THE INPUT:

====================

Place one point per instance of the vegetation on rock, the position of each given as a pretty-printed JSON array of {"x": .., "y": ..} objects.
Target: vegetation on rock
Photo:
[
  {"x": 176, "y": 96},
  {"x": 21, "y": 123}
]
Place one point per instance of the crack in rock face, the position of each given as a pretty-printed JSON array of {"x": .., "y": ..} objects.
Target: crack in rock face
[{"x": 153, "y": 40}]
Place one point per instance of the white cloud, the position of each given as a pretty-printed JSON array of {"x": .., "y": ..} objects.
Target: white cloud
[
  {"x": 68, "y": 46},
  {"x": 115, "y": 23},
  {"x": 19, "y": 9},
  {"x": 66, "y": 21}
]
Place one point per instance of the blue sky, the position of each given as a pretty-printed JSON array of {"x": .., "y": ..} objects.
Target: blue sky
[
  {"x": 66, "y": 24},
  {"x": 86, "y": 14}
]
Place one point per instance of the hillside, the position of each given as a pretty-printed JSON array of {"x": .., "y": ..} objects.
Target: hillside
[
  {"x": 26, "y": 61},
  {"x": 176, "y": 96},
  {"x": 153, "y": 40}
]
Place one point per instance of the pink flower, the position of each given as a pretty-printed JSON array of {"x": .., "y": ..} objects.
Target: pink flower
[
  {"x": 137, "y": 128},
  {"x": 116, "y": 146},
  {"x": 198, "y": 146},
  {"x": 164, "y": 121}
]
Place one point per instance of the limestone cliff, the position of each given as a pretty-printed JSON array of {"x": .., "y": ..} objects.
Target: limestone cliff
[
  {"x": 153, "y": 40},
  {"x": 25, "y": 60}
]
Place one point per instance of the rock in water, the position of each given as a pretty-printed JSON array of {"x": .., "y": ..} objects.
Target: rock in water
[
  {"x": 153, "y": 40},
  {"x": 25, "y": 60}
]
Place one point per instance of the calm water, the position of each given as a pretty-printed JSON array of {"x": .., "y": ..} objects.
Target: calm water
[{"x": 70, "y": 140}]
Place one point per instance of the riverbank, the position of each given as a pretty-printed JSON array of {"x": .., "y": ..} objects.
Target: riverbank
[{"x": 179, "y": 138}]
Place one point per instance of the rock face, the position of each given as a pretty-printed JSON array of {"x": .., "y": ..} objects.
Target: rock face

====================

Can you copy out all of the data above, line for line, without changing a single character?

TASK OUTPUT:
Place one point per instance of the vegetation on rock, the position of each given as a pretty-printed JSON array of {"x": .., "y": ..} objects.
Target: vegetation on rock
Photo:
[
  {"x": 176, "y": 96},
  {"x": 21, "y": 123}
]
Place one point per instance of the crack in rock face, the position of each given as a pretty-printed JSON array of {"x": .., "y": ..} objects.
Target: crack in rock face
[{"x": 153, "y": 40}]
Place one point per instance of the white cloud, the position of each given as a pretty-printed JSON array of {"x": .., "y": ..} objects.
Target: white cloud
[
  {"x": 68, "y": 46},
  {"x": 115, "y": 23},
  {"x": 19, "y": 9},
  {"x": 66, "y": 21}
]
Place one point per instance of the blue sky, the position of each given as a pretty-printed JSON array of {"x": .., "y": ..} objects.
Target: blue sky
[
  {"x": 66, "y": 24},
  {"x": 86, "y": 14}
]
Place one point per instance of the hillside, the position of each given as a pretty-printed JSON array of {"x": .., "y": ..} objects.
Target: hillside
[
  {"x": 26, "y": 61},
  {"x": 176, "y": 96},
  {"x": 153, "y": 40}
]
Place one point per instance of the pink flower, the position of each given as a pretty-printed JSON array of {"x": .., "y": ..} objects.
Target: pink flower
[
  {"x": 137, "y": 128},
  {"x": 116, "y": 146},
  {"x": 198, "y": 146},
  {"x": 164, "y": 121}
]
Place one point per instance of the limestone cliff, the position of each given as a pretty-printed JSON array of {"x": .., "y": ..} objects.
Target: limestone cliff
[
  {"x": 153, "y": 40},
  {"x": 25, "y": 60}
]
Place one point per instance of the rock in water, the position of each given as a pretty-printed JSON array of {"x": .., "y": ..} objects.
Target: rock in water
[
  {"x": 153, "y": 40},
  {"x": 25, "y": 60}
]
Place one point per instance of the calm water, the position of each given as a pretty-printed JSON array of {"x": .., "y": ..} objects.
Target: calm water
[{"x": 70, "y": 140}]
Place one point per instance of the riverbank, the position of each given as a pretty-printed JSON array of {"x": .., "y": ..} objects.
Target: riverbank
[{"x": 179, "y": 138}]
Place one point per instance of the rock face, the position of each given as a pretty-printed JSON array of {"x": .., "y": ..} objects.
Target: rock face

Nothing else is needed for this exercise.